WHAT IS ASKED: Write out the records that appear below, verbatim and complete, but without pictures.

(Location annotation dataset excerpts)

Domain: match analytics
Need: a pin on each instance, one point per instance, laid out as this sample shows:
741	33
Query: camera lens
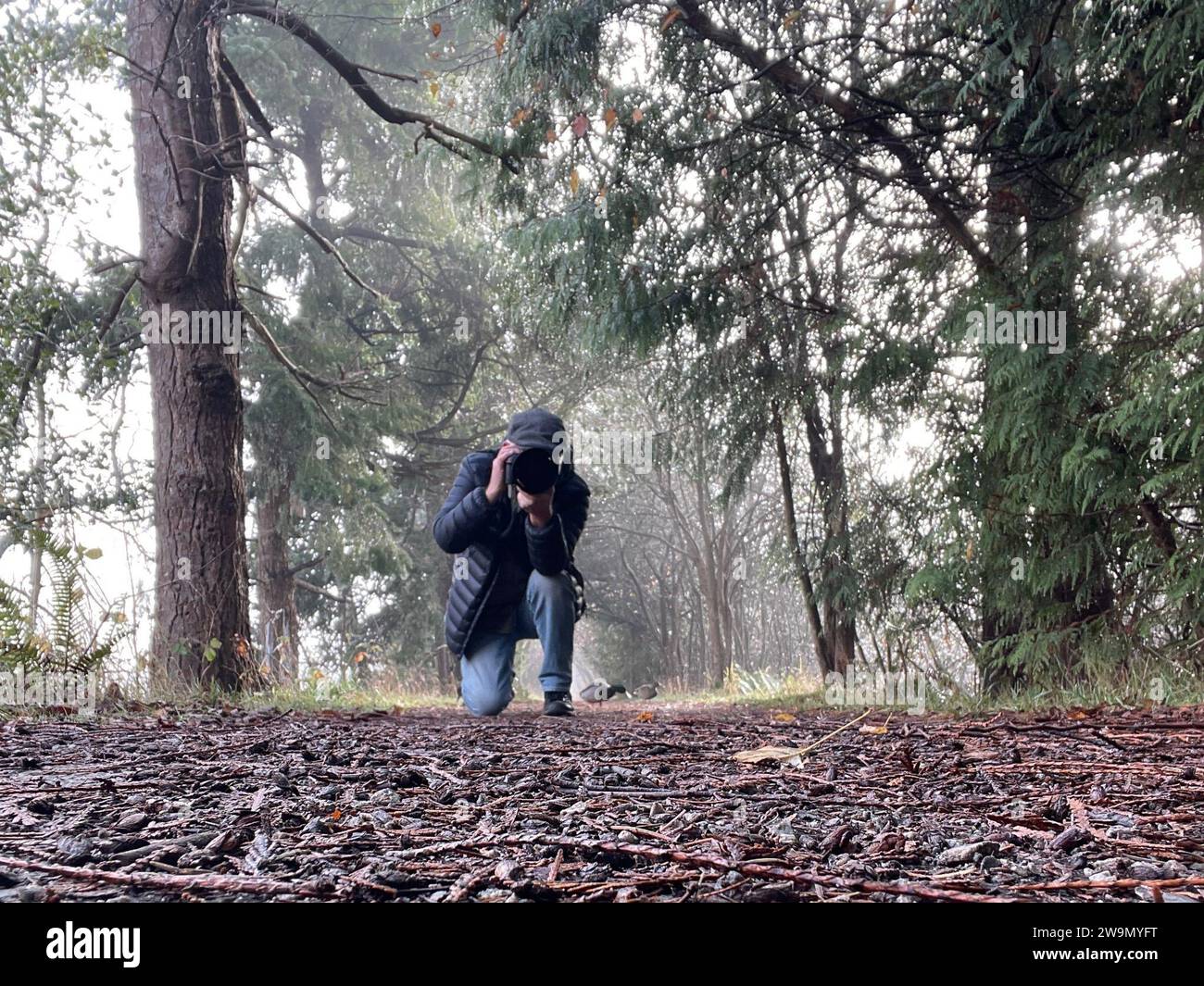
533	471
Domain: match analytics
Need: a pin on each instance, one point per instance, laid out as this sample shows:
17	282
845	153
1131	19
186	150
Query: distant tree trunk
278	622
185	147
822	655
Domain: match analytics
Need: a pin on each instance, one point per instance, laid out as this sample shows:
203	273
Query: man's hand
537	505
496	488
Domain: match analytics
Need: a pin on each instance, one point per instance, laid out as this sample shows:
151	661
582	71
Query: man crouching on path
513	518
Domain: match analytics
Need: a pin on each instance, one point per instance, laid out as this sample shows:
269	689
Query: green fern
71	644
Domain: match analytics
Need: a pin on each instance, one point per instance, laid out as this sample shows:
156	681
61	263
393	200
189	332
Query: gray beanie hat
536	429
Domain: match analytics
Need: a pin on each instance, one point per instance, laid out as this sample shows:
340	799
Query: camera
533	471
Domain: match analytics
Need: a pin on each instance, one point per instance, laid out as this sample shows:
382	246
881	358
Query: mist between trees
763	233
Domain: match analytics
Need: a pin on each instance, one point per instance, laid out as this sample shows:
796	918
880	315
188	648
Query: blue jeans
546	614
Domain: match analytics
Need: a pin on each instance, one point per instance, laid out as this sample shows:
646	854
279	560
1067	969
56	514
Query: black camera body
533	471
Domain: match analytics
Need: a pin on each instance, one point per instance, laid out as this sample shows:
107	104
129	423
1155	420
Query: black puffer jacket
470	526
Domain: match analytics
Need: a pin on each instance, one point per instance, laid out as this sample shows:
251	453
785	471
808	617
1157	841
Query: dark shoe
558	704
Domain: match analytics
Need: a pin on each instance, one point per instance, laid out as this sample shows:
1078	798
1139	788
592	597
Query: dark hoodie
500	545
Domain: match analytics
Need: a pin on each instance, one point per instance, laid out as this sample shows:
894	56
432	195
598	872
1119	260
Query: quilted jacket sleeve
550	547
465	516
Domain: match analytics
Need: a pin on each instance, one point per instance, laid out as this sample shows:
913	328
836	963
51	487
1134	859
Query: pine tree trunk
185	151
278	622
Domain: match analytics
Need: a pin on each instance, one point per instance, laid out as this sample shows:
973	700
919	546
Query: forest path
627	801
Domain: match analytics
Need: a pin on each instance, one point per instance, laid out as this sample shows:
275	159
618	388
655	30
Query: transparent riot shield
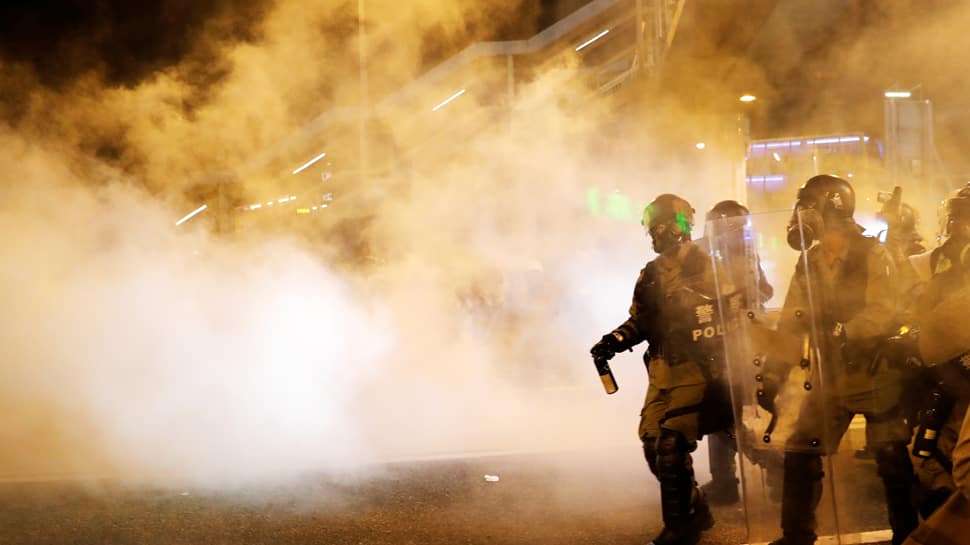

WRITTEN SOLUTION:
Domain: match analytics
Need: a pin on each instance, one point per instance, laid out as this sample shows:
741	33
Query: camera lens
533	471
Domain: match analytics
Need: a pin on each instance, one point per instance, laid out as this sample shows:
17	282
845	153
1131	19
186	150
Query: distant tree trunk
278	622
185	147
822	655
Domain: match analytics
Need: a pin on each instance, one point per instance, laid out as this sample shows:
203	273
Query: man's hand
537	505
496	488
Domain: match analytics
Need: a pin on each instance, one point per instance, laid out as this sample shows:
151	661
582	71
Query: man crouching on path
513	518
Domain: match analytics
Need: a pin on each instance, one point per instance, laid out as this sample shows:
269	689
Query: green fern
71	644
Domain: match analytics
Need: a pin on each instance, one point per instance, laid out as this sample shows:
156	681
61	263
393	200
189	332
Query: gray beanie hat
536	429
Domain: match analytics
Need: a pin on each instance, one point per instance, laid out as this sample shows:
340	799
Query: camera
533	471
Domain: match analytics
Need: a pin on each instance, one point per instance, laid out as this sample shows:
382	246
881	358
Query: mist between trees
763	233
Domain: match analytics
Need: a pin on each instance, one point per instance, laid out as this sample shows:
796	918
880	315
188	648
Query: blue jeans
546	614
Domain: match analytics
Need: a pin on each instance, one point per instance, laid out as this sample shows:
646	854
279	560
1067	969
56	514
Query: black camera body
533	471
Domain: match analytics
Need: a pin on each instance, one point per instance, laid out as this sample shows:
107	104
129	423
1155	420
Query: black puffer jacket
470	526
Domain: match analytics
Need: a pin on each instance, one point per instance, laid out as this sample shows:
251	453
785	471
808	617
1157	841
Query: dark shoe
558	704
Domain: match analytics
Need: a pin on each instance, one point per instance, laid out as this sample shows:
1078	798
1139	788
592	597
Query: dark hoodie
500	545
Domain: match analytics
Need: a pin on each instance, one point per instance, laid out as this sample shows:
894	56
432	195
598	872
1119	260
Query: quilted jacket sleeve
550	547
465	516
Domain: match analytics
Need: a pin on each instance, one point per instance, laid out as this sample shows:
913	328
836	963
51	487
1134	859
Query: pine tree trunk
185	151
278	622
Domain: match analytics
Need: a pin on each instance, one point per instance, laid out as this sample shows:
973	700
919	546
Query: forest path
627	801
Domain: match analytics
Need: a pin on each instance, one point per instance, laid out as this sample shows:
275	159
618	388
655	30
Query: transparent riot shield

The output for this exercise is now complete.